The endoscope enters the region of the cerebellopontine angle with minimal dissection and in most cases without the need for cerebellar retraction; it then provides excellent exposure of the trigeminal nerve. As a result, the incidence of complications such as retractor injury of the brainstem, cerebellum, and acoustico-facial bundle should diminish. No patient sustained a permanent facial nerve injury, and only 2 patients experienced mild, temporary facial nerve palsies. There were no instances of subdural, epidural, or cerebral/cerebellar infarction in this series, nor was there any mortality as a result of this procedure.
Our incidence of CSF leaks (2%) is lower than that reported for most MVD series. With experience, we have improved our closure technique. We often reinforce the dural closure with a fascial graft and close the subcutaneous tissues in multiple layers. These modifications have resulted in a significant reduction in the incidence of this complication, with only 1 CSF leak occurring in the last 193 patients for an incidence of 0.5%.
The minimally invasive approach results in less mastoid air cell disruption, which should decrease the incidence of meningitis and postoperative middle ear effusions. There were no instances of meningitis recorded in this series. We did not however, perform routine post-operative audiometry to document the incidence of middle ear effusions.
The advantages of the endoscope are numerous, and are expected to lead to improved outcomes and decreased morbidity. This series provides evidence as to the safety and convenience of this approach. In this series, EVD showed a significant advantage when compared to MVD with regards to outcomes and complications.
Moreover, the results in this series of EVD at three-year follow-up show a trend toward a reduction in recurrence rates. We believe that further long-term series results will confirm that EVD offers significant advantages over the current MVD technique.

**Work instruction:**
Continue the passage comparing endoscopic and microvascular decompression of the trigeminal nerve, starting after its final sentence.

**Data listing:**
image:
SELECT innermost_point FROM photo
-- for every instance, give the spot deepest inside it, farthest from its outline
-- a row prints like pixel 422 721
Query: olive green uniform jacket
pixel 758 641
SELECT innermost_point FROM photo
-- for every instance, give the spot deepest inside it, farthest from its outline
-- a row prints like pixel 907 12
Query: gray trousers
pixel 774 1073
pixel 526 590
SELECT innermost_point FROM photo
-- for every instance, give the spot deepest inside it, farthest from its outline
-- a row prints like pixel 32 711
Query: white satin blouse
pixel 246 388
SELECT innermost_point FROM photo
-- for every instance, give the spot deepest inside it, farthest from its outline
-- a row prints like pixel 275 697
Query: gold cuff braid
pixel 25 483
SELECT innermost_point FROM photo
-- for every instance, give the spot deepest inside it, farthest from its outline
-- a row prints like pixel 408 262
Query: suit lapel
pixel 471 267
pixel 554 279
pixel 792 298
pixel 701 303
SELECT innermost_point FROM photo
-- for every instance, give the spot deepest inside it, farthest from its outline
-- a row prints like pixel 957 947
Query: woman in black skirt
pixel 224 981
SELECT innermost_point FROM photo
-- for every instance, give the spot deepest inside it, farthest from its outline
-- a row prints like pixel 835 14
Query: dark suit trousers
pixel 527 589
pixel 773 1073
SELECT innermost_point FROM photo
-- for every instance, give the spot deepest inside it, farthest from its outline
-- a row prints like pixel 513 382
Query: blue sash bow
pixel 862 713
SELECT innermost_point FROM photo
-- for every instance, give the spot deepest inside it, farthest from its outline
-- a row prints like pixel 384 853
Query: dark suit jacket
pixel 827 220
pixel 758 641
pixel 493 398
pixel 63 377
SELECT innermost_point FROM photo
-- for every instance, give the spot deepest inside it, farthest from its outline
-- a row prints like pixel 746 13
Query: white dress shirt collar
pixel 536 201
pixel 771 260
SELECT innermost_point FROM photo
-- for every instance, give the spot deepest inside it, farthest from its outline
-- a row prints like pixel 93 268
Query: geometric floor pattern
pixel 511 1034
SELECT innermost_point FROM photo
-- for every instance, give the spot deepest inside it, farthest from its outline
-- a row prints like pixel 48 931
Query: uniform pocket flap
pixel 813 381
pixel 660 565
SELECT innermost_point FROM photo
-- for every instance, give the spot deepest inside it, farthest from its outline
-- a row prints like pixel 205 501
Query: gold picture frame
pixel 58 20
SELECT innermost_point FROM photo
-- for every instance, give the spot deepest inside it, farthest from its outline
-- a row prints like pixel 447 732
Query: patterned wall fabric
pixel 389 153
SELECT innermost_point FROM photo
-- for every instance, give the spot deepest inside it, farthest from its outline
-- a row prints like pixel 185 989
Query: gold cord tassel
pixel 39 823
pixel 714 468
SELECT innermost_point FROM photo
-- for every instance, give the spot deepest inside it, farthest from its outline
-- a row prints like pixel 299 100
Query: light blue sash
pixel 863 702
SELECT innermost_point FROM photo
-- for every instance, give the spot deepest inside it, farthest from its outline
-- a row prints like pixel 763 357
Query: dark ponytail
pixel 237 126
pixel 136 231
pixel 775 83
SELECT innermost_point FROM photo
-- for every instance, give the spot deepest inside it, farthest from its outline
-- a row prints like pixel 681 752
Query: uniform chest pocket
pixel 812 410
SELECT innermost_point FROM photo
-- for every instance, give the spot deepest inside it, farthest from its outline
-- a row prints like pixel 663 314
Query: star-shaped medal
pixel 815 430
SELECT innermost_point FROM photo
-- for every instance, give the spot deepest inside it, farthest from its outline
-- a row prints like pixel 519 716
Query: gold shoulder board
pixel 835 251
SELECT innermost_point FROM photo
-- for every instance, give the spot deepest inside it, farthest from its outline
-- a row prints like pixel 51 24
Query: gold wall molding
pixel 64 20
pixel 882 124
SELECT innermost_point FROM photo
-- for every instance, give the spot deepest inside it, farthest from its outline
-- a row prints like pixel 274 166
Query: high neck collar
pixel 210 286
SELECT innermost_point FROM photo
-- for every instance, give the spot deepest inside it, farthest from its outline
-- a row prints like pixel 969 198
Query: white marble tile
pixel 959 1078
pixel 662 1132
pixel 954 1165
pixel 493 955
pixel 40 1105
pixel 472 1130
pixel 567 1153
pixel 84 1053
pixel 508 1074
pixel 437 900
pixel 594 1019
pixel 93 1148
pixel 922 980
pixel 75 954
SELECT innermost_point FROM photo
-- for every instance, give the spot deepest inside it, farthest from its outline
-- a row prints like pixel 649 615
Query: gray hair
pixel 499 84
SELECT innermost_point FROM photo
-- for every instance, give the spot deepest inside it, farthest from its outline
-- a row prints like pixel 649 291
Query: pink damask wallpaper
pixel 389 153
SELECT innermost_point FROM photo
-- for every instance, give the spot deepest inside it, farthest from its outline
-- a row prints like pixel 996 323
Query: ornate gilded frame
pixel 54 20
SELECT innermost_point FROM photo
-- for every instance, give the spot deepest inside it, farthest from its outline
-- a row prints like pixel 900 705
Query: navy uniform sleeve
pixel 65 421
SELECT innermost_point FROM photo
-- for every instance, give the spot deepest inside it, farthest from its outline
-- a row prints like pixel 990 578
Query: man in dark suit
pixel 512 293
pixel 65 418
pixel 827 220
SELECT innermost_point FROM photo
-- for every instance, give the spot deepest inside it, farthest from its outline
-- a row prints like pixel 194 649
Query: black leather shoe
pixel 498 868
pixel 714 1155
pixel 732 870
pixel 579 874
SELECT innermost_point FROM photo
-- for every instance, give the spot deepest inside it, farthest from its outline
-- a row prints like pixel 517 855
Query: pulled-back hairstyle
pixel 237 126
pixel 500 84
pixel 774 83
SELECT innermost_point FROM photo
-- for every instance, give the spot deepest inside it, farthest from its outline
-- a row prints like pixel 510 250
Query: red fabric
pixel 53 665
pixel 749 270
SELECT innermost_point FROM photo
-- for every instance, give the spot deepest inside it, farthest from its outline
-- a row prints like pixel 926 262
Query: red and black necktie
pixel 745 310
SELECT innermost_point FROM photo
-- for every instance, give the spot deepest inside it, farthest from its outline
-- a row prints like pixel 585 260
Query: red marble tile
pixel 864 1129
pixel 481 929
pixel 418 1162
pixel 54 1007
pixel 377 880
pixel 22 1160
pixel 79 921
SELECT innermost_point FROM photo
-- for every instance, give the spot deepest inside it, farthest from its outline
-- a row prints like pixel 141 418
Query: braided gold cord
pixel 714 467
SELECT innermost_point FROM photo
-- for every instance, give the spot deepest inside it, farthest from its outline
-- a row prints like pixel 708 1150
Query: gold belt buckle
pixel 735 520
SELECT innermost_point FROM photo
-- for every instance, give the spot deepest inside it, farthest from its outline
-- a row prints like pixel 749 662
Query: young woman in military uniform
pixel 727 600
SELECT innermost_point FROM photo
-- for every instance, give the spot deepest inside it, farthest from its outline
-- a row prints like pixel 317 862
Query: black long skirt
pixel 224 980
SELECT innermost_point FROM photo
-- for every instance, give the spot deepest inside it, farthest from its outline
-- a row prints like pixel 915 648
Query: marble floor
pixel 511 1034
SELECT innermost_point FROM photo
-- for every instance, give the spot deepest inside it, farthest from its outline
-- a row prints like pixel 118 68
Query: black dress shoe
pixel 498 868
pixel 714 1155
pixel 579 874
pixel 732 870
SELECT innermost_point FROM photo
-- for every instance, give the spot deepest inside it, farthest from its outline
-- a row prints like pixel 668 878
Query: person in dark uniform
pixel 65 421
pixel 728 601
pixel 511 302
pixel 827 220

**Result of this task:**
During our endoscopic procedure we also noted a marked advantage of the endoscope in gaining access to the cerebellopontine angle, as we were able to enter this region with minimal dissection or retraction. This is in contrast to the microscope's straight line of sight view, which is frequently obscured by the narrow tortuous confines of this region, often requiring significant dissection and retraction for adequate exposure.
We believe that the less invasive exposure of this region using the endoscopic technique ultimately results in a lower incidence of complications. We found the endoscope offers several advantages over the operating microscope, including atraumatic access to the cerebellopontine angle, improved visualization of all neurovascular conflicts, as well as a more comprehensive evaluation of the adequacy of decompression.
The beneficial aspects of endoscopy are translated into better surgical outcomes. The fact that it is a more direct and a less invasive approach has lead to a shorter operative time (mean:52 minutes) and length of stay (mean:1.3days), leading us to conclude that fully endoscopic vascular decompression represents a step- forward in safe and effective surgical treatment of trigeminal neuralgia.